GIVEN INSTRUCTION =
Copy out every line of the entries below word for word, leaving out the pictures.
>> start RECORDS SHOWN
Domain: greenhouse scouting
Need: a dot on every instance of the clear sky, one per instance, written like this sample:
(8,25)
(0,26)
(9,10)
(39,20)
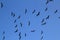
>> end RECORDS SHOWN
THE REPLY =
Domain: greenhouse scouting
Need: a dot on every instance of the clear sky, one per instance, written like this sample:
(8,25)
(0,26)
(9,10)
(39,20)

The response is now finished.